**Exercise materials**
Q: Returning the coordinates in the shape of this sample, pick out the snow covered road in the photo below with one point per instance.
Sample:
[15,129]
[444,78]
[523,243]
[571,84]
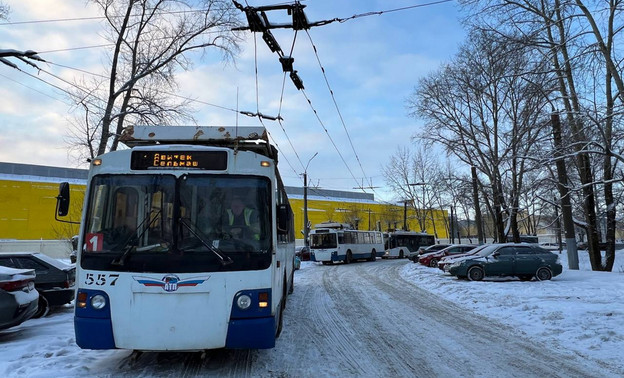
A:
[357,320]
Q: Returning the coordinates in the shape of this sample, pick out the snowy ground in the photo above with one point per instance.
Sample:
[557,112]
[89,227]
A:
[581,311]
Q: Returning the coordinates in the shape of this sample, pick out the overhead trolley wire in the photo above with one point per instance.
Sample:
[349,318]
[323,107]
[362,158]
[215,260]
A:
[258,109]
[331,92]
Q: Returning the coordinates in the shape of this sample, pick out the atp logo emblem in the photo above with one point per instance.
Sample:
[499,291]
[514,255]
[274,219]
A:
[170,282]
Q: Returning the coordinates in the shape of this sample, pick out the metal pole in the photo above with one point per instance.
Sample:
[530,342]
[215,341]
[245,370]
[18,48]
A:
[405,215]
[305,209]
[306,229]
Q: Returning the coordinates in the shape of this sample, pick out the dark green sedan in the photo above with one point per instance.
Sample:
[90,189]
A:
[522,260]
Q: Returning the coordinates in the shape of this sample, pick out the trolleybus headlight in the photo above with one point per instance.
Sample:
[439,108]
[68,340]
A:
[243,301]
[263,299]
[98,302]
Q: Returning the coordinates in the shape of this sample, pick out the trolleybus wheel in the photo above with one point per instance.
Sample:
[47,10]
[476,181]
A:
[349,258]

**Work to be completed**
Repeat the lines of the material from the one containing "out the snowy" through its last line, inclusive, adding -89 to every coordinate in the answers and leaving all other lines unchanged.

**The output**
Q: Returning the coordinates in the shape of this sample, pick out the snowy ground in the photo above with one point per instance.
Sample:
[557,112]
[89,227]
A:
[492,222]
Q: Returning the coordinates in the shape of this sample, pick out the overhead trolley wire in the photo above with one point per instance.
Sample:
[349,318]
[323,107]
[362,158]
[215,260]
A:
[169,20]
[242,3]
Q: Returning the coordinates in the shape of this sample, pick out the atp logo emblem in the photo above with one point per instance.
Sample:
[499,291]
[514,255]
[274,219]
A:
[81,193]
Q: Returning the coordinates in the shape of this sample, pick out the metal pole in the photo above with one point per instance.
Sample:
[530,342]
[215,341]
[245,370]
[18,48]
A:
[316,126]
[216,120]
[217,140]
Q: Returning the coordinates in the shape of this sample, pick out the dark green sedan in the photo above with one point per instance.
Sample:
[90,189]
A:
[433,171]
Q: Returning the coordinates in the shape of this sample, pick out the trolleybus headlight in the photo above with one point per instance.
Sample:
[439,108]
[68,340]
A:
[154,212]
[174,210]
[9,213]
Q: Returning the coordinates in the shape of this sample, pick out the trolleybus wheel in the photo above with one point per instance.
Sample:
[47,10]
[476,181]
A:
[260,169]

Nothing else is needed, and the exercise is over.